• **Written exercise A**:
Extract every line of the listing below that contains the string "road".

• **Quoted passage**:
↓↓↓

Thoughts from our Strategy Team

After showing limited reaction to the Australian national budget yesterday AUD/USD lifted in today’s trade.  The fiscal consolidation being undertaken by the Australian government is unlikely to be a significant drag on growth, and wont sway the RBA into further action.  We continue to think the next move by the RBA will be a rate hike.  AUD/USD touched its highest level since mid-April in Asia, and AUD outperformed on the crosses.  The lift in the AUD has broadly tracked the strength in regional Asian currencies.  In addition, based on some of the sharp moves in select Asian currencies late in today’s session, it is reasonable to assume some regional central banks may have intervened in an effort to weaken their respective currencies.  Increased diversification of accumulated USD reserves by regional central banks into other currencies is another factor that may be supporting the AUD at the current juncture.  There are no major AUD-centric releases over the remainder of the week.  In our view, the improving domestic fundamentals and the higher risk-adjusted return on offer in Australia should keep the AUD firm. 

Following yesterday’s moves in the US, Australian interest rates eased slightly lower today.  The Australian national budget announced yesterday is not expected to have a major dampening impact on growth.  Hence, the RBA is not expected to provide an offset.  We continue to think the next move by the RBA will be a rate hike in Q4 2014.  In the near-term, with little on the domestic horizon, offshore developments will be the dominate driver of Australian rates. 

The USD index consolidated today but remains near its highest level since early April.  There is little on the calendar that is likely to have a lasting impact on the USD and/or US interest rates until Fed Chair Yellen speaks later this week (Thursday 6:10pm EST).  Yellen is speaking to the US Chamber of Commerce and we expect she will stick to the recent strict.  Should it be discussed, we think Yellen will reiterate that policy will remain accommodative even as the US economy gathers momentum.  We continue to think that in the lead up to Yellen’s speech movements in the USD index will be driven primarily by ongoing reaction in the EUR to building expectations of additional ECB policy easing.  EUR underperformance should continue to support the USD, but a dovish Yellen may dampen the USD later in the week.

↑↑↑

• **Written exercise B**:
Resume the currency and interest rate commentary above, continuing on from its last sentence.

• **Records shown**:
↓↓↓

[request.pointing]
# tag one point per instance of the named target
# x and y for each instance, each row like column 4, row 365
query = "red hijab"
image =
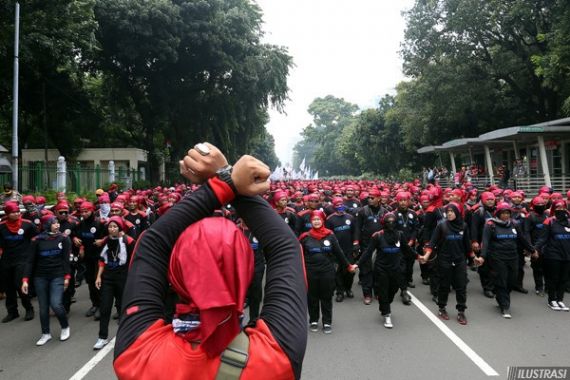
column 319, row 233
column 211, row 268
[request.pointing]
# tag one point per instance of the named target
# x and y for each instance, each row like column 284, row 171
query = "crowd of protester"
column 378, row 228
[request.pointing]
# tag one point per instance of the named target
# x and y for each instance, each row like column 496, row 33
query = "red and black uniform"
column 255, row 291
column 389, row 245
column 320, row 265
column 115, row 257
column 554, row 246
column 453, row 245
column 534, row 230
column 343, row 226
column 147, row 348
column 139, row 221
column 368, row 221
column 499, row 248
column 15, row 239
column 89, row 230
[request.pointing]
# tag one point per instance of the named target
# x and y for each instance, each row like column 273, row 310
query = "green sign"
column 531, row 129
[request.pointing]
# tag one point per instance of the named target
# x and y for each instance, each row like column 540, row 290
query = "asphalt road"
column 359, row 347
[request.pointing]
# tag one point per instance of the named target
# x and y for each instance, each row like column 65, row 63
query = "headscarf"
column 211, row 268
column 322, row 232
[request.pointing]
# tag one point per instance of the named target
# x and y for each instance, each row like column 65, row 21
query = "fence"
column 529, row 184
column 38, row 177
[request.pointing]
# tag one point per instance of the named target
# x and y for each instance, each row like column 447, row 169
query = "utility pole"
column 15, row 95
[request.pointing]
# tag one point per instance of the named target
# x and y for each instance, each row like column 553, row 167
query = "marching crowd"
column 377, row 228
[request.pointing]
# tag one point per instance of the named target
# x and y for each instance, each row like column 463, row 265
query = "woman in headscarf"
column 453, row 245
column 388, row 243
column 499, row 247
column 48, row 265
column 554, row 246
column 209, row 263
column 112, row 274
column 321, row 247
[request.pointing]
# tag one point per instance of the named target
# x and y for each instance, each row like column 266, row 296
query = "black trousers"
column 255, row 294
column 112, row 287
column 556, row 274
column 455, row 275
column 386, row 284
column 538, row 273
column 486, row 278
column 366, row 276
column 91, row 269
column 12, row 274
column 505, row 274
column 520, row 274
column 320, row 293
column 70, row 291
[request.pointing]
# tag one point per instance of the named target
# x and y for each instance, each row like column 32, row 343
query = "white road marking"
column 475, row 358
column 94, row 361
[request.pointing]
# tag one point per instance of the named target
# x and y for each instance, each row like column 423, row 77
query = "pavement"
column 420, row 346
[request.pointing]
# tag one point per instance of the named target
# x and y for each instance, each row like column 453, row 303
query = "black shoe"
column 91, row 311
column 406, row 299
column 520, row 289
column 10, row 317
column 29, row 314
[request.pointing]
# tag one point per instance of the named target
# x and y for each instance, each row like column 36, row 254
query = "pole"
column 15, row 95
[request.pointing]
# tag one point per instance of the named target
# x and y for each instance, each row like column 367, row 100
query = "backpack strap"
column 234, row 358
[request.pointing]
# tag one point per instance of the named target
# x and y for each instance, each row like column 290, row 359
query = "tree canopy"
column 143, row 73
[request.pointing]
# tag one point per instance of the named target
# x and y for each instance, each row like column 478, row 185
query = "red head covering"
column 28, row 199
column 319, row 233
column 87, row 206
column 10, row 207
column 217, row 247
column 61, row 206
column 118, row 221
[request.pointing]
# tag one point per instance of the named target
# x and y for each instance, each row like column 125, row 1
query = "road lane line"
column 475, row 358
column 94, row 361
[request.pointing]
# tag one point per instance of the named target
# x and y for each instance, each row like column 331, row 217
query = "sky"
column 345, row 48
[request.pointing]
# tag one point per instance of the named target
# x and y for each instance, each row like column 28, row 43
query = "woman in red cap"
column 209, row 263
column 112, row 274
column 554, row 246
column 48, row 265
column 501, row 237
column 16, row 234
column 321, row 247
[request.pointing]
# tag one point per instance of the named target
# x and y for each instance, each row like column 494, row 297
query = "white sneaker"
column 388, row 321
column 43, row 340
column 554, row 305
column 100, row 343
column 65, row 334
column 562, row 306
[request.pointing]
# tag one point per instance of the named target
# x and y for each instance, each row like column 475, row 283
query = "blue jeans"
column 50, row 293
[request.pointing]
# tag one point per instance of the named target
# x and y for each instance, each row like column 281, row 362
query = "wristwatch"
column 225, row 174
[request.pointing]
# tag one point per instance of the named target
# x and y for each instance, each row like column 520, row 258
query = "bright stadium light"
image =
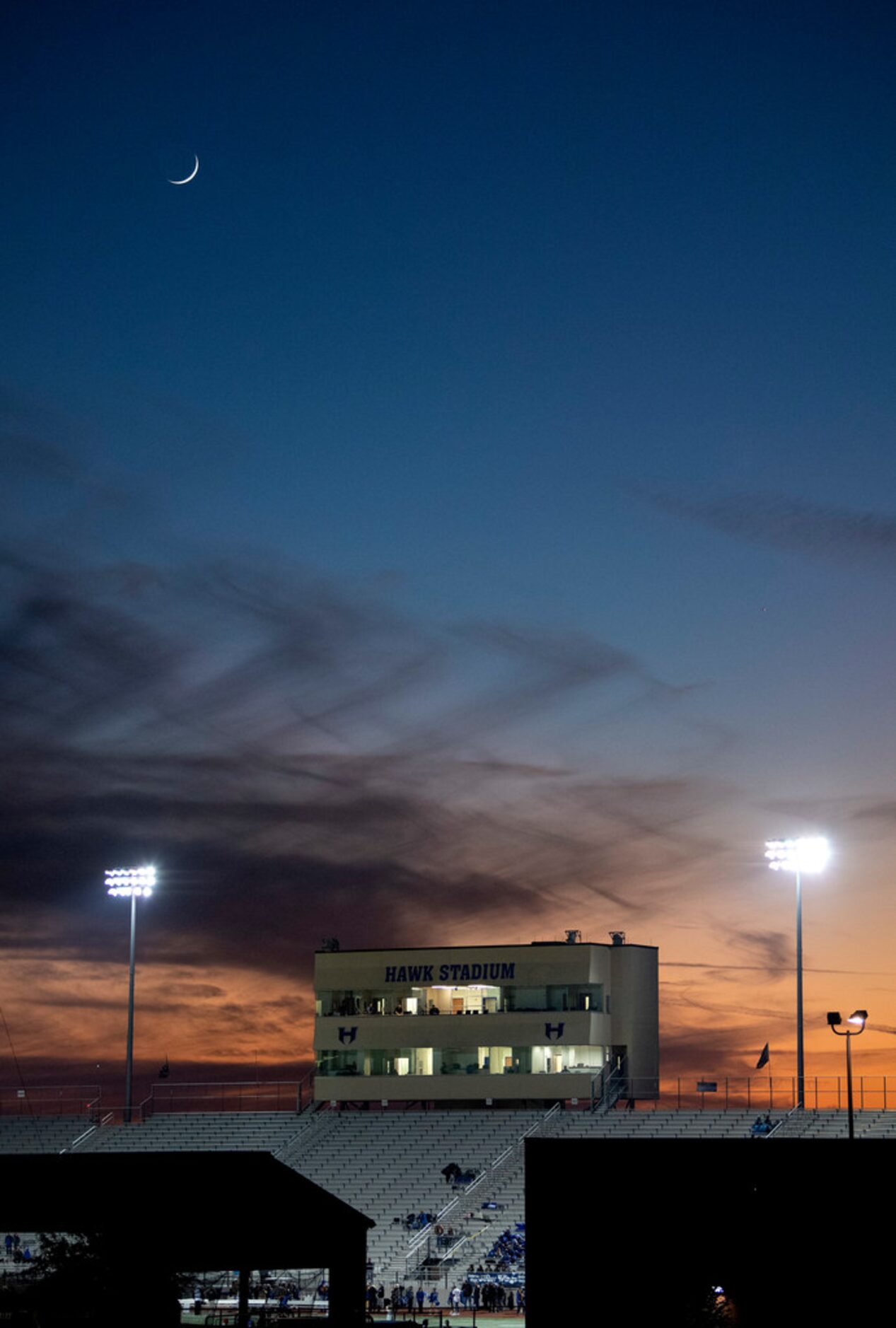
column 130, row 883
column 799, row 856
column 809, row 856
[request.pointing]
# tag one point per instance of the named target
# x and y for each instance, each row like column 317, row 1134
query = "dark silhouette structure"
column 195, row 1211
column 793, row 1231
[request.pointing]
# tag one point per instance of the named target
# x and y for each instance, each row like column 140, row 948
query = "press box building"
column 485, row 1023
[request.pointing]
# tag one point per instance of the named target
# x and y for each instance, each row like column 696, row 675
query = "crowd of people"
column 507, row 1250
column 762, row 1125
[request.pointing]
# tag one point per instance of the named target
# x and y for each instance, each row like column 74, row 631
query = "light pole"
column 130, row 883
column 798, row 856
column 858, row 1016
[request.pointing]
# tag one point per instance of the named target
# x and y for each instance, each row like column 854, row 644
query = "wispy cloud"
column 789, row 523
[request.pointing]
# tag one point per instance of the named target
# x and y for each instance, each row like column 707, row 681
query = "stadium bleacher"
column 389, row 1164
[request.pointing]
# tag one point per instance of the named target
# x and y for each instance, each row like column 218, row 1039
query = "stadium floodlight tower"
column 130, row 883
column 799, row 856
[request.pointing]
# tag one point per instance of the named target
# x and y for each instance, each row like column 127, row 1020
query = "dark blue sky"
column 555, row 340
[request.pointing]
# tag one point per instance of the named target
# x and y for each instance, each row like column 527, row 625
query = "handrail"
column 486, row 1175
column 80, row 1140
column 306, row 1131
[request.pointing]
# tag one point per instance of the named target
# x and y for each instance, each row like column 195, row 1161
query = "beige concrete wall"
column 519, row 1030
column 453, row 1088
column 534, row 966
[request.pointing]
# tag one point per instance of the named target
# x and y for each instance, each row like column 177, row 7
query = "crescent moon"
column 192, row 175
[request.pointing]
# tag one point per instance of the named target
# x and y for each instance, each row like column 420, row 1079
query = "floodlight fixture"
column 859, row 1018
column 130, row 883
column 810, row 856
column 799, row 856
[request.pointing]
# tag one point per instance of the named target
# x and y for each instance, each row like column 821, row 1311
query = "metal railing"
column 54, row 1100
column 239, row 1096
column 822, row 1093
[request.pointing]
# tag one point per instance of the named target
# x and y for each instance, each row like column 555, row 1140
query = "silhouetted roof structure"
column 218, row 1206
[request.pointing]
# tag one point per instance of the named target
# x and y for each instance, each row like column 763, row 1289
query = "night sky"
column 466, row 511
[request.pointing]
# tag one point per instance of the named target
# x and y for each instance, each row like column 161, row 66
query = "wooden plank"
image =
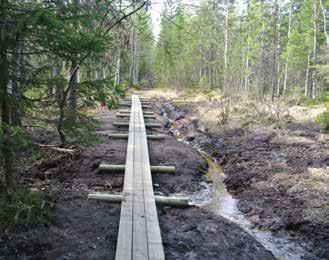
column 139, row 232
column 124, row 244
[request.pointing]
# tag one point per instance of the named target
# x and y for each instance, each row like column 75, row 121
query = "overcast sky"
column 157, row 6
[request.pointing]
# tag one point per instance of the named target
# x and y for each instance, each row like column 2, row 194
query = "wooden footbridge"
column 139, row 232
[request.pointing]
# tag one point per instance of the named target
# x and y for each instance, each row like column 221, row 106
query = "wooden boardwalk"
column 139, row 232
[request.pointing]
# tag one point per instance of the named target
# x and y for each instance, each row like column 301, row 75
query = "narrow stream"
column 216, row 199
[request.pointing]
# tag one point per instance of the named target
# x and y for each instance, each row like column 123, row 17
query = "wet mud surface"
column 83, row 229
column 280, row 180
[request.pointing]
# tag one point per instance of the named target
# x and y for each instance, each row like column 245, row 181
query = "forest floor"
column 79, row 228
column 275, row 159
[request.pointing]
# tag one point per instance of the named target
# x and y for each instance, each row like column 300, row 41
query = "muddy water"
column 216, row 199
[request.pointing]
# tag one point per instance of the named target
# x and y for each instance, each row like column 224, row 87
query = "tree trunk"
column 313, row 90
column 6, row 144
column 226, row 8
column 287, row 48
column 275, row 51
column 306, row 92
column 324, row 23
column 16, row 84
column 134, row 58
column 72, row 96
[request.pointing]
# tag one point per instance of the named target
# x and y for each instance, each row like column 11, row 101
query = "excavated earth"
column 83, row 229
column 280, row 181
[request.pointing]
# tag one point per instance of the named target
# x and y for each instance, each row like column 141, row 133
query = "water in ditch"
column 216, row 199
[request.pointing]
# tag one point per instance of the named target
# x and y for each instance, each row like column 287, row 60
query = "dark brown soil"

↑↑↑

• **Task answer A**:
query = "asphalt road"
query = "white road marking"
query = "road lane line"

• **Task answer B**:
NZD/USD edged up modestly today, and at the time of writing was approaching yesterday’s intra-day highs.  As has been the case for a while NZD/USD appears well supported on dips down towards 0.8600.  The RBNZ’s Financial Stability Report (FSR) did not have any specific comments on NZD intervention within the text.  In the accompanying press conference RBNZ Governor Wheeler noted that the RBNZ was looking at the “exchange rate implications” in regards to its tightening cycle.  The RBNZ Governor did not try to talk down the NZD in his parliamentary testimony, but did state that the NZD carry trade is “quite strong” and “may strengthen” further.  In terms of the data flow, Q1 New Zealand retail sales underwhelmed expectations printing at 0.7% (QoQ) (consensus 0.9% QoQ)).  However a 0.2%pt upward revision to the previous quarter provided an offset.  In our opinion, New Zealand’s fundamental backdrop, including rising interest rates, a high terms of trade and robust domestic economy should continue to support the NZD.

EUR/USD inched up off its lows in today’s trade, but remains within 0.2% of its lowest level since early April.  March Eurozone industrial production came in today at -0.3% as fcst.   Negative data surprises would add to expectations for further ECB action.  We prefer to express a bearish EUR via EUR/GBP (see below).  Given the dovishness of the ECB, EUR/AUD should also remain heavy. 

GBP/USD is lower today after unemployment data and the Bank of England’s Quarterly Inflation Report.  UK ILO unemployment rate falls 0.1% - in line with consensus of 6.8% - continues the positive trend in the UK labour market - lowest unemployment rate since early 2009. The 3M/3M employment growth of 283k was better than expected. Average weekly earnings (3m/yoy) of 1.7% is underwhelming and reinforces low inflation expectations.  However, we still see a risk to the upside on the BoE’s growth view – continuing a trend of upward revisions. All up, this should keep front end UK rates pricing  lift-off for Q1 2015.

BoE inflation report: Carney sees slack being used up and expects growth of 3.4% this year and 2.9% next year. BoE is "moving closer to rate increase point". Those forecasts, like the 5Y low in unemployment clearly aren't hawkish enough for the market. And Carney is also continuing to emphasise low rates for longer and low inflation expectations. Carney also saying he "doesn't want to validate any market rate curves". Short sterling strip well bid. UST yields at YTD lows and risk of breaking lower - low vol, short FI positioning and ongoing dovish rhetoric continues to overwhelm the improving macro pulse.

Upcoming Economic Calendar Highlights Important for Exchange Rates

USD –CPI (Thursday), industrial production (Thursday).  Fed speakers: Yellen (Friday), Bullard (Friday).

AUD – RBA meeting minutes (20 May).  HSBC flash China PMI (22 May).  RBA speakers: Ellis (Thursday), Debelle (20 May). 

EUR – ECB Monthly report, CPI, and Q1 GDP (Thursday).  ECB Speakers: Constancio and Mersch (Thursday), Coeure (Friday).

NZD –2014 Budget (Thursday).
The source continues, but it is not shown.